#### [GIVEN INSTRUCTION]
Write out the stretch of the listing from the line containing "house, placing one marker per instance", including that line, through the end of the listing, copying every line unchanged and adding nothing else.

-- Begin RECORDS TO USE --

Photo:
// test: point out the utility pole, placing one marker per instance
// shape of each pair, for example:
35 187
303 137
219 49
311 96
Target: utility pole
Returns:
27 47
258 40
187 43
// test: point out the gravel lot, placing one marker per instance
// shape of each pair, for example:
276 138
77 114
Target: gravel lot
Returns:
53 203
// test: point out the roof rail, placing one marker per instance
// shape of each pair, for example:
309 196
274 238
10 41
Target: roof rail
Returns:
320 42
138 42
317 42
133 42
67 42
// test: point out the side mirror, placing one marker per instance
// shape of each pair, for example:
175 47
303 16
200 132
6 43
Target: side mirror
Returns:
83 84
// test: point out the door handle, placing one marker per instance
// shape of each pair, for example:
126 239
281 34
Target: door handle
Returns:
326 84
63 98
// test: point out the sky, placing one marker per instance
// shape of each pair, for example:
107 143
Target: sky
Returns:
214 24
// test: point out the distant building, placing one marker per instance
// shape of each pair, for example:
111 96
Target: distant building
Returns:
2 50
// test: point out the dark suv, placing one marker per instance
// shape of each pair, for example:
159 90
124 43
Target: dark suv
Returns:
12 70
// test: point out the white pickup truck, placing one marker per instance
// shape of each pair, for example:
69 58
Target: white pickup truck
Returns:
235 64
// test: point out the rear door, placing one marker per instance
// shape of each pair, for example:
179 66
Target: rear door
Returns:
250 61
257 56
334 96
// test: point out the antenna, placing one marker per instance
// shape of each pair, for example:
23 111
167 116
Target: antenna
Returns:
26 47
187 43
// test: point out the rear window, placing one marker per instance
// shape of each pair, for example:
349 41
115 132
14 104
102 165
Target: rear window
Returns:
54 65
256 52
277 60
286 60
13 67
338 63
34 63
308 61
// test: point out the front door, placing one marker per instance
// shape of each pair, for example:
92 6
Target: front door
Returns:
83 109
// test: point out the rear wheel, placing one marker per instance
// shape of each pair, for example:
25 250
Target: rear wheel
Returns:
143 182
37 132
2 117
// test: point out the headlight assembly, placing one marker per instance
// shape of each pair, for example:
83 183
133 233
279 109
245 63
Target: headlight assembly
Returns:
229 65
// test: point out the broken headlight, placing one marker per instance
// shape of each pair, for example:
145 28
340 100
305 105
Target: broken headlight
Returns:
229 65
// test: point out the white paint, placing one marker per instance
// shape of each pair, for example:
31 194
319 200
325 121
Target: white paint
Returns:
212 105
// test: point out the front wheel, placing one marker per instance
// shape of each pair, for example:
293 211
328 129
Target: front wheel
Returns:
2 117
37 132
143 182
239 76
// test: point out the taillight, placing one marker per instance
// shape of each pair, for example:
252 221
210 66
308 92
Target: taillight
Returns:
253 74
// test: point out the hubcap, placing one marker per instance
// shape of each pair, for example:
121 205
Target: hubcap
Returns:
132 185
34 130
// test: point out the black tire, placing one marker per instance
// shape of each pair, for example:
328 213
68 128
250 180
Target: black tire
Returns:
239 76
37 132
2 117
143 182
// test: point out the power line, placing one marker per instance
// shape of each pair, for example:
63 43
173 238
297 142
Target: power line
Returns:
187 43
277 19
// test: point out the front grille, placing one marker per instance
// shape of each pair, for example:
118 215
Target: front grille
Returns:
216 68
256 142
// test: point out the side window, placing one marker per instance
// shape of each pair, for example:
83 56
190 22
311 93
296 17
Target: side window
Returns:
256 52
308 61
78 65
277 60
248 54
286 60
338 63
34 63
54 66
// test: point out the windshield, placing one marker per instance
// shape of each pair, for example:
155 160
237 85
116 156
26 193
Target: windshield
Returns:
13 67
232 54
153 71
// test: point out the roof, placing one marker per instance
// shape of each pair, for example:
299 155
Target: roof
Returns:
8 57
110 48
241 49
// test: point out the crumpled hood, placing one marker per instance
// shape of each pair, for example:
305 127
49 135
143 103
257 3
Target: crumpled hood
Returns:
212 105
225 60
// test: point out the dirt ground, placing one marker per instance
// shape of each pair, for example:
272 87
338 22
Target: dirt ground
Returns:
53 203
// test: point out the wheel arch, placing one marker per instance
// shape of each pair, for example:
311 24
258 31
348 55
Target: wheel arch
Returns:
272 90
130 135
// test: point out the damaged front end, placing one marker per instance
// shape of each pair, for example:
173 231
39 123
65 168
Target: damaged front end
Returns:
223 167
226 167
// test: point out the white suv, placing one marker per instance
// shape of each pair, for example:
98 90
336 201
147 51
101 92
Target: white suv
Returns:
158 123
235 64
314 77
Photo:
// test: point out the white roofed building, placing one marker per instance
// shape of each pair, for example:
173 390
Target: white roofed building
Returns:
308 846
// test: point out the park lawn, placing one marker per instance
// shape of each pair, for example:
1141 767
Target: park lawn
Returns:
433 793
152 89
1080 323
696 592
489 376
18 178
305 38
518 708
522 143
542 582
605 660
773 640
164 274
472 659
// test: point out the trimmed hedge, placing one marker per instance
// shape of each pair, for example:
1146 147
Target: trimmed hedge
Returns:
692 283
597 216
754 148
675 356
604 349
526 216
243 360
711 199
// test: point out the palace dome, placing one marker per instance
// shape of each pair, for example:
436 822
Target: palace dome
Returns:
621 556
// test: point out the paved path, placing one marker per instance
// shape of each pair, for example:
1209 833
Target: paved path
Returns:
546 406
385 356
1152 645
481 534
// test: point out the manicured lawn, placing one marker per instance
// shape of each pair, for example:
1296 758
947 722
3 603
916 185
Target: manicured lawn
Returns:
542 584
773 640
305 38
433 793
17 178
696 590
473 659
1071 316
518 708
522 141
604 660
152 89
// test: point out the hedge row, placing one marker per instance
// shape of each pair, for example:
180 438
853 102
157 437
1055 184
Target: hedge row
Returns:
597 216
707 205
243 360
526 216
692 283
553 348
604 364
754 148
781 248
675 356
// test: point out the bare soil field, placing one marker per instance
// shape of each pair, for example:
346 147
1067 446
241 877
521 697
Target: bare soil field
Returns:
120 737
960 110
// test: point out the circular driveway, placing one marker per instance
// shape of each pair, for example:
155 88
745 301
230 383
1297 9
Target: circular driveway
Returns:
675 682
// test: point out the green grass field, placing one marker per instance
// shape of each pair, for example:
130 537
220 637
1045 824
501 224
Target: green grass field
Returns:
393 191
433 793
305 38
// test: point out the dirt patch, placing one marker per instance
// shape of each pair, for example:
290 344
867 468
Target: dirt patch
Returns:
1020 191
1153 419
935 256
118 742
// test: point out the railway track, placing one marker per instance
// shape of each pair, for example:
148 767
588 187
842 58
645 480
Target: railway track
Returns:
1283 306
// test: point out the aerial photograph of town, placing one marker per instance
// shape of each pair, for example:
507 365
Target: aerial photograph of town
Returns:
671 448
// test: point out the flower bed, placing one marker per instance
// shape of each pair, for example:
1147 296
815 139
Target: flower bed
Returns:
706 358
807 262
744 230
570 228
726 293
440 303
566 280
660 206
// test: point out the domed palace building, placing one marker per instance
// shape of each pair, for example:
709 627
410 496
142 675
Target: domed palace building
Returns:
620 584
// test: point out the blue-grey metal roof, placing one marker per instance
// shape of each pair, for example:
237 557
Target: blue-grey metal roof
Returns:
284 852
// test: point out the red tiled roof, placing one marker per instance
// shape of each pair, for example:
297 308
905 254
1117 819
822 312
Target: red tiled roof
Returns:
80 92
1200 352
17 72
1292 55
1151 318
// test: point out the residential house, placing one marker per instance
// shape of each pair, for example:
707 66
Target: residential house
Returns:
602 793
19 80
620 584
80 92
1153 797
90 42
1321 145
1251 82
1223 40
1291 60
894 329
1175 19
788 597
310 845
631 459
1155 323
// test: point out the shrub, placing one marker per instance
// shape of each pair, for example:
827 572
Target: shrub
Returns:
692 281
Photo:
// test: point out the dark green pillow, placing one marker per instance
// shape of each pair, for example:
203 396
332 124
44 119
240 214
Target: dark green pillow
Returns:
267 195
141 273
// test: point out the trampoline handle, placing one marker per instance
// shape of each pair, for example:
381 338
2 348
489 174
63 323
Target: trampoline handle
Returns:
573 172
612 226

-- End RECORDS TO USE --

#### [SOLUTION TO THE EXERCISE]
// test: point out the residential house, placing one marker per instance
// shape of each pair, for example:
707 66
Target: residential house
Returns:
602 793
19 80
620 584
80 92
1153 797
90 42
1321 145
1251 82
1223 40
1291 60
894 329
1175 19
788 597
310 845
631 459
1155 323
// test: point out the shrub, placing one marker per instance
// shape of each pair, for example:
827 572
Target: shrub
Returns:
692 281
Photo:
// test: point out the dark green pillow, placing one marker per instance
// shape of each pair, for example:
203 396
332 124
44 119
240 214
Target: dark green pillow
Returns:
267 195
141 273
// test: point out the trampoline handle, placing one marker per instance
// shape of each pair, for example:
381 338
2 348
489 174
63 323
Target: trampoline handle
Returns:
573 172
612 226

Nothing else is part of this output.